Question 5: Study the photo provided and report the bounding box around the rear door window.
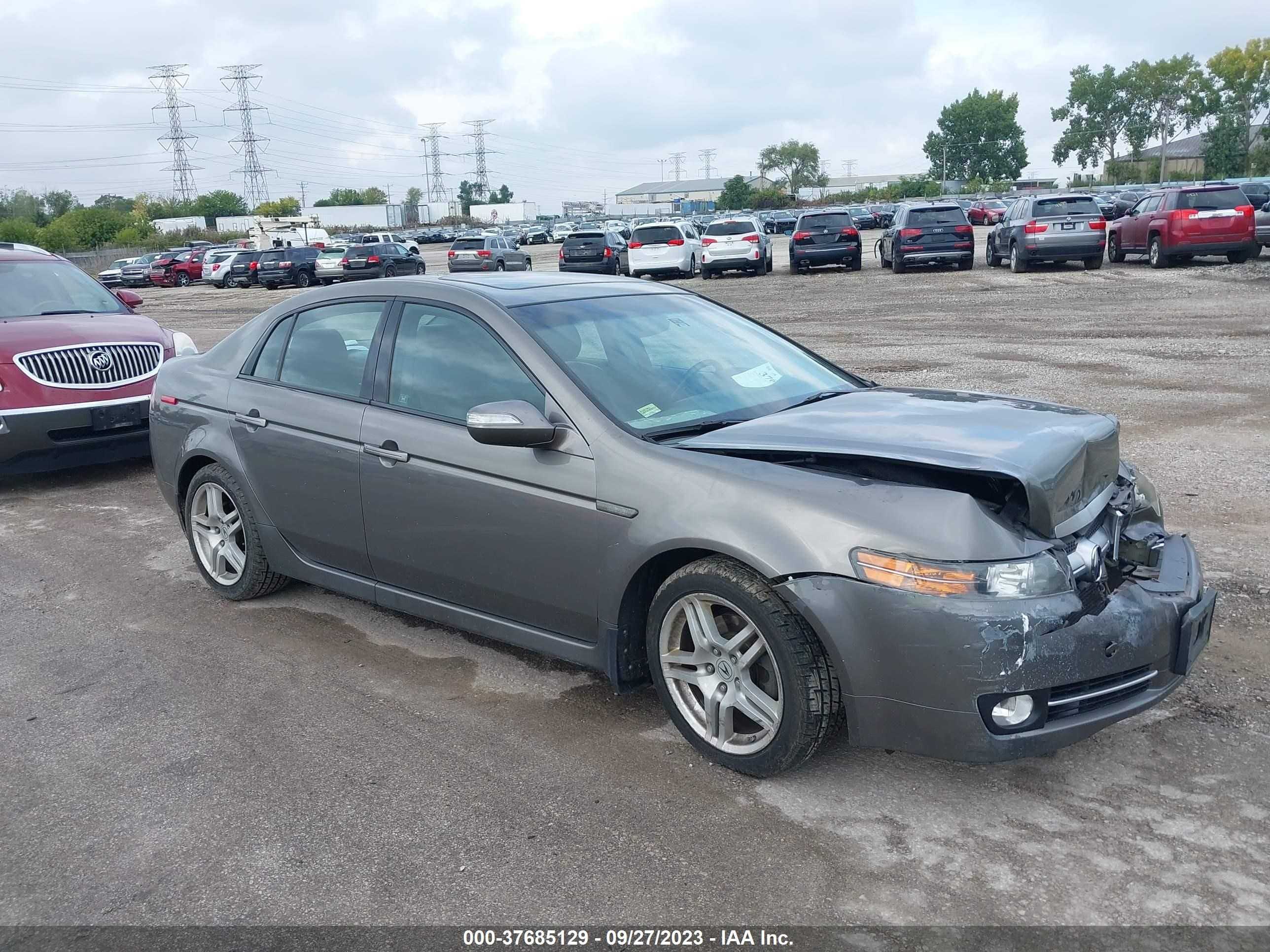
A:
[278,301,384,397]
[1177,188,1248,212]
[904,204,966,229]
[1032,196,1102,218]
[631,225,683,245]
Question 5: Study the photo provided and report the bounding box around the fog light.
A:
[992,694,1032,727]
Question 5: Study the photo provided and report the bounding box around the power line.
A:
[670,152,688,181]
[697,148,719,179]
[423,122,447,202]
[463,119,494,198]
[150,64,202,202]
[221,62,273,208]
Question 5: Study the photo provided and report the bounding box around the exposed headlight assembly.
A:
[851,548,1072,598]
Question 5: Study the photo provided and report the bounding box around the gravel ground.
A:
[0,229,1270,925]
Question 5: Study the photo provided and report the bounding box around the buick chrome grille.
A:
[14,343,163,390]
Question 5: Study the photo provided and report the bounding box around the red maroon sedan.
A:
[0,245,198,475]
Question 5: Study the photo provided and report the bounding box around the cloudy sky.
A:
[0,0,1270,211]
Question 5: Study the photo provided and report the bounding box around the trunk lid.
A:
[675,387,1120,538]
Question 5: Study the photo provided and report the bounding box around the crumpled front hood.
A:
[677,387,1120,537]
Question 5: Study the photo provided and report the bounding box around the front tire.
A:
[185,463,291,602]
[646,556,842,777]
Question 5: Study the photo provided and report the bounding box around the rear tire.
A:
[1107,232,1124,264]
[1010,241,1027,274]
[184,463,291,602]
[645,556,842,777]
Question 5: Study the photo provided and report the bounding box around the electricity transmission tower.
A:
[697,148,719,179]
[463,119,494,198]
[670,152,688,181]
[221,62,273,209]
[150,64,202,202]
[423,122,446,202]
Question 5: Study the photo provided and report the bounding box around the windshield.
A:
[512,295,857,436]
[0,262,127,317]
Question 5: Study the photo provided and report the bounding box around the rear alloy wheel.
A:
[1010,241,1027,274]
[185,465,291,602]
[646,556,841,777]
[1107,231,1124,264]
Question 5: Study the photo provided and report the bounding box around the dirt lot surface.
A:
[7,229,1270,925]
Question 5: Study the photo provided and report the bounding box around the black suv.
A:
[560,231,630,274]
[879,201,974,274]
[343,241,427,280]
[255,246,321,291]
[790,211,860,273]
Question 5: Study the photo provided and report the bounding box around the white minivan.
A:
[626,221,701,278]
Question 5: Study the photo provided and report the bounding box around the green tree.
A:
[922,89,1027,181]
[194,188,247,223]
[1049,65,1146,169]
[40,190,81,218]
[715,175,754,209]
[1204,112,1248,179]
[1205,37,1270,175]
[1125,53,1213,181]
[459,179,476,214]
[758,138,828,198]
[485,183,512,204]
[255,196,300,217]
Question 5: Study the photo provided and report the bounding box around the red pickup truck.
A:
[1107,185,1257,268]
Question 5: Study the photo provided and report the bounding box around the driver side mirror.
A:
[467,400,556,447]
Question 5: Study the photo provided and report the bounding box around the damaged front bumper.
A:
[776,536,1215,763]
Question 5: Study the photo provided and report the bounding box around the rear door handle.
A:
[362,443,410,463]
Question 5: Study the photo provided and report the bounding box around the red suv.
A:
[0,245,198,475]
[1107,185,1256,268]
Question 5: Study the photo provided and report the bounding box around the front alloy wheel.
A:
[658,593,782,754]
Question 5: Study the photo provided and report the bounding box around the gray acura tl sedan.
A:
[150,273,1215,776]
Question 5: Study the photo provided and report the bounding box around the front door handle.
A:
[362,443,410,463]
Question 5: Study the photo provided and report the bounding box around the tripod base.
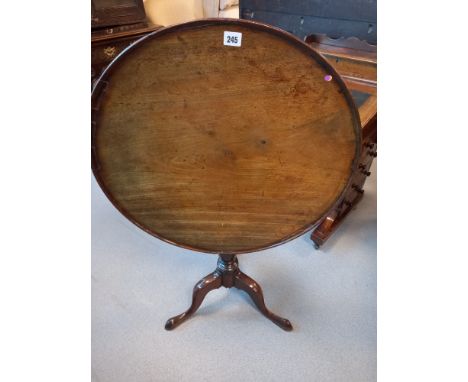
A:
[165,255,292,331]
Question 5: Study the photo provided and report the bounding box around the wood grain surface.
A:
[92,20,360,253]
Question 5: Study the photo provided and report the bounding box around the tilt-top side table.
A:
[92,19,361,330]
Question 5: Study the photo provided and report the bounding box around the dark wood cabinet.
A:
[91,0,146,28]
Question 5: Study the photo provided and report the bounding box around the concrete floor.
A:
[92,164,377,382]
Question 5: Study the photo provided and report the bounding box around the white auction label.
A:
[224,31,242,46]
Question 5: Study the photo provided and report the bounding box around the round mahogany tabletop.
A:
[92,19,361,254]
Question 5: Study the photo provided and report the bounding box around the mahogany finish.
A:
[93,19,361,254]
[306,35,377,248]
[91,24,161,83]
[92,19,361,330]
[165,255,293,331]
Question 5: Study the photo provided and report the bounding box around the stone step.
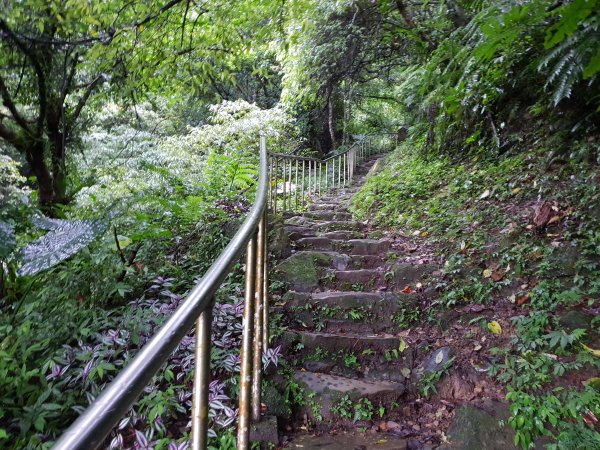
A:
[283,330,400,353]
[308,203,350,212]
[320,230,362,240]
[283,225,315,240]
[335,269,383,286]
[303,210,352,220]
[316,219,363,232]
[296,236,337,251]
[294,371,405,420]
[346,239,391,255]
[286,431,408,450]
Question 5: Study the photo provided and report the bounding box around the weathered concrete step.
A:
[303,209,352,220]
[308,203,350,212]
[297,237,390,257]
[283,330,400,353]
[346,239,391,255]
[335,269,383,285]
[320,230,362,240]
[296,236,336,251]
[294,371,405,420]
[282,291,400,311]
[313,220,363,232]
[286,432,408,450]
[283,225,315,240]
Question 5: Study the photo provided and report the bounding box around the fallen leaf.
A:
[491,272,504,282]
[583,377,600,391]
[488,320,502,334]
[548,216,560,225]
[435,351,444,364]
[581,344,600,358]
[398,338,408,353]
[533,202,553,228]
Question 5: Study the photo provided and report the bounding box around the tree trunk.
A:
[327,92,337,150]
[26,141,55,207]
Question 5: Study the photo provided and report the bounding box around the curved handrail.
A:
[53,136,268,450]
[269,132,398,212]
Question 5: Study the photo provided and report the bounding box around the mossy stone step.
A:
[303,210,352,220]
[313,220,363,232]
[335,269,383,285]
[320,230,362,240]
[308,203,349,212]
[289,432,408,450]
[296,236,335,251]
[294,371,405,420]
[284,330,400,353]
[346,239,391,255]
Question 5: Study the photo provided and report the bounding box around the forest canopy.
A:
[0,0,600,449]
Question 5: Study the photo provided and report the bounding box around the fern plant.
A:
[538,0,600,106]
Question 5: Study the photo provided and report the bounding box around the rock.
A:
[390,262,436,286]
[261,383,292,420]
[439,402,517,450]
[558,309,593,331]
[413,347,454,380]
[304,361,335,373]
[250,416,279,448]
[273,251,332,292]
[289,433,407,450]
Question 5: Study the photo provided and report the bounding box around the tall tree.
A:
[0,0,281,206]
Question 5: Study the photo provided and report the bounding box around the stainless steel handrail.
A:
[53,136,268,450]
[269,133,398,212]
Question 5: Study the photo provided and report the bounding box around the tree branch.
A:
[66,75,104,134]
[0,75,32,134]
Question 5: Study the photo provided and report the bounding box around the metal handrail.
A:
[269,133,398,212]
[53,135,268,450]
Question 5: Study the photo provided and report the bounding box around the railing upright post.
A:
[288,159,292,211]
[261,210,269,351]
[302,161,306,209]
[294,160,298,211]
[252,214,264,422]
[319,161,323,197]
[191,299,214,450]
[281,158,287,212]
[237,235,256,450]
[273,157,279,214]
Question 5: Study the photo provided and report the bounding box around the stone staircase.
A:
[272,158,436,449]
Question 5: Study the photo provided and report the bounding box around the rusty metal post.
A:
[191,299,214,450]
[294,160,298,210]
[302,161,306,209]
[281,158,287,212]
[262,210,269,351]
[319,161,323,197]
[252,214,264,422]
[237,236,256,450]
[273,157,279,214]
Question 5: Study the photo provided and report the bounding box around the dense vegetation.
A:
[0,0,600,448]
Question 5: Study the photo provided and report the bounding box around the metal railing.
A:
[53,136,268,450]
[53,133,397,450]
[269,133,398,212]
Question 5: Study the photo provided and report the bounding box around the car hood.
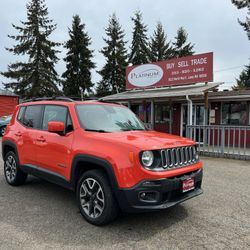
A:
[89,131,195,150]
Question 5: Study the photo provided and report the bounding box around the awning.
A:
[100,82,223,101]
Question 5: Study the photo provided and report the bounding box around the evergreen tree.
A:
[62,15,95,97]
[173,27,194,58]
[232,0,250,40]
[97,14,127,96]
[149,22,172,62]
[1,0,60,98]
[233,64,250,89]
[129,11,150,65]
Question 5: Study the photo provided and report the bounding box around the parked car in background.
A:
[0,115,12,136]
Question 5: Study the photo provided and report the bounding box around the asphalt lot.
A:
[0,141,250,250]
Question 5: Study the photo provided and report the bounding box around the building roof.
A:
[0,89,18,97]
[100,82,222,101]
[208,89,250,100]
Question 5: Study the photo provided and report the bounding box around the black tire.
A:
[4,151,27,186]
[0,127,6,136]
[77,170,118,226]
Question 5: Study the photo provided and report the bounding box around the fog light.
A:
[139,191,159,202]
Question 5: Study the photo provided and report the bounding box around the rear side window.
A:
[23,105,43,128]
[17,107,25,122]
[42,105,68,130]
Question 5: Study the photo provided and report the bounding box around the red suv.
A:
[2,98,202,225]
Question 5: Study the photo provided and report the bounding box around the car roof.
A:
[19,100,123,106]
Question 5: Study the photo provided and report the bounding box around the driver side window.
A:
[42,105,68,131]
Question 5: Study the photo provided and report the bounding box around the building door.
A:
[181,104,206,141]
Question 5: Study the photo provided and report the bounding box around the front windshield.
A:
[76,104,145,132]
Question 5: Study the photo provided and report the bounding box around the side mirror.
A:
[48,122,65,135]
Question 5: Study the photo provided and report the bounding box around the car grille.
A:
[161,145,198,169]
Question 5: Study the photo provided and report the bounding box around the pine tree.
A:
[1,0,60,98]
[173,27,194,58]
[232,0,250,40]
[97,14,127,96]
[62,15,95,97]
[233,64,250,89]
[129,11,150,65]
[149,22,172,62]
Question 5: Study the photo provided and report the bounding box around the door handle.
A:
[15,131,22,137]
[36,136,46,142]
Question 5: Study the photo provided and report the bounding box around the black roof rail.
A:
[23,96,75,103]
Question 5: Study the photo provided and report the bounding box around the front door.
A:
[36,105,73,177]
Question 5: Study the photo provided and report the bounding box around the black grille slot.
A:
[161,146,197,169]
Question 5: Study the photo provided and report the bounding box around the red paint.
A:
[0,95,19,117]
[3,101,202,188]
[126,52,213,89]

┄┄┄┄┄┄┄┄┄┄

Exercise prompt
Update the part of the data that opens with the line containing "the front tire." and closes with the line containing "[1107,231,1124,264]" by replacing "report" with "give" throughout, changing nothing else. Give back only those lines.

Task output
Question 5: Study the photo provided and give the bounding box around the front tire.
A:
[185,463,291,602]
[646,556,842,777]
Question 5: Study the photo provided and give the bounding box around the rear tire.
A:
[1107,232,1124,264]
[1010,241,1027,274]
[184,463,291,602]
[645,556,842,777]
Question 5: Study the photo provided and give the bounding box around the electricity transmission tower.
A:
[697,148,719,179]
[463,119,494,198]
[670,152,688,181]
[221,62,273,209]
[150,64,202,202]
[423,122,446,202]
Question 5: Study the photo provided and give the bounding box around the windshield.
A:
[512,295,857,436]
[0,262,127,317]
Question 5: Study the photo provided and give the bounding box around the rear alloy wheel.
A:
[1010,241,1027,274]
[185,465,291,602]
[646,556,841,777]
[1107,231,1124,264]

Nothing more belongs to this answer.